### Task goal
An exact copy of all entries is the expected answer.
---------- Given records
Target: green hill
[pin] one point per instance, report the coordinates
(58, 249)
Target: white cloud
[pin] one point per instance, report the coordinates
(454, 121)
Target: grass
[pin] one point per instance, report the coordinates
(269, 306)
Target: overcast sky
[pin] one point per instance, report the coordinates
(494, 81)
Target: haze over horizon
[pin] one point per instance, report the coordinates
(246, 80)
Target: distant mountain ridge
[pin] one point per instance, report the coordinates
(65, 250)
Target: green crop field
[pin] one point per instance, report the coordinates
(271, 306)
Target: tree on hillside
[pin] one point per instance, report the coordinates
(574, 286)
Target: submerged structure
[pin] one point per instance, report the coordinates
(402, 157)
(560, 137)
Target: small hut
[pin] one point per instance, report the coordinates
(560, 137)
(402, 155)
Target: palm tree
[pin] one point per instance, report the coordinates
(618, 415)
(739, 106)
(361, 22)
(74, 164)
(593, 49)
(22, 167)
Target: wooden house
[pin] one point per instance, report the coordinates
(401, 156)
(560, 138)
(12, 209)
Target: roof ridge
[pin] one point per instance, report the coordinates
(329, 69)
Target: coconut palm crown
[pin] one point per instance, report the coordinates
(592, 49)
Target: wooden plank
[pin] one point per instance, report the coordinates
--------------------
### Result below
Target: green hill
[pin] one point per instance, report the coordinates
(58, 249)
Target: white cloud
[pin] one point per instance, report the coordinates
(454, 121)
Target: grass
[pin] one point per instance, report the coordinates
(269, 306)
Target: overcast sky
[pin] one point per instance, report the coordinates
(494, 81)
Target: haze over horizon
[pin] one point per instance, report the coordinates
(246, 80)
Target: distant mountain ridge
[pin] one point per instance, report the coordinates
(65, 250)
Target: green crop field
[pin] one point per instance, report the coordinates
(271, 306)
Target: tree on hillside
[pin] one point per instance, report the coordinates
(574, 286)
Target: submerged structure
[pin] one point per instance, report the coordinates
(402, 157)
(560, 137)
Target: small hut
[pin] one point per instance, report the coordinates
(560, 137)
(402, 155)
Target: palm tree
[pin] one point per instance, report the coordinates
(618, 415)
(739, 106)
(361, 22)
(74, 164)
(593, 49)
(22, 167)
Target: wooden house
[pin] one point per instance, report the coordinates
(401, 156)
(560, 138)
(12, 209)
Target: roof ridge
[pin] one point per instance, report the coordinates
(329, 69)
Target: coconut palm crown
[pin] one point per instance, report the coordinates
(592, 49)
Target: wooden plank
[pin] one point per instance, report the coordinates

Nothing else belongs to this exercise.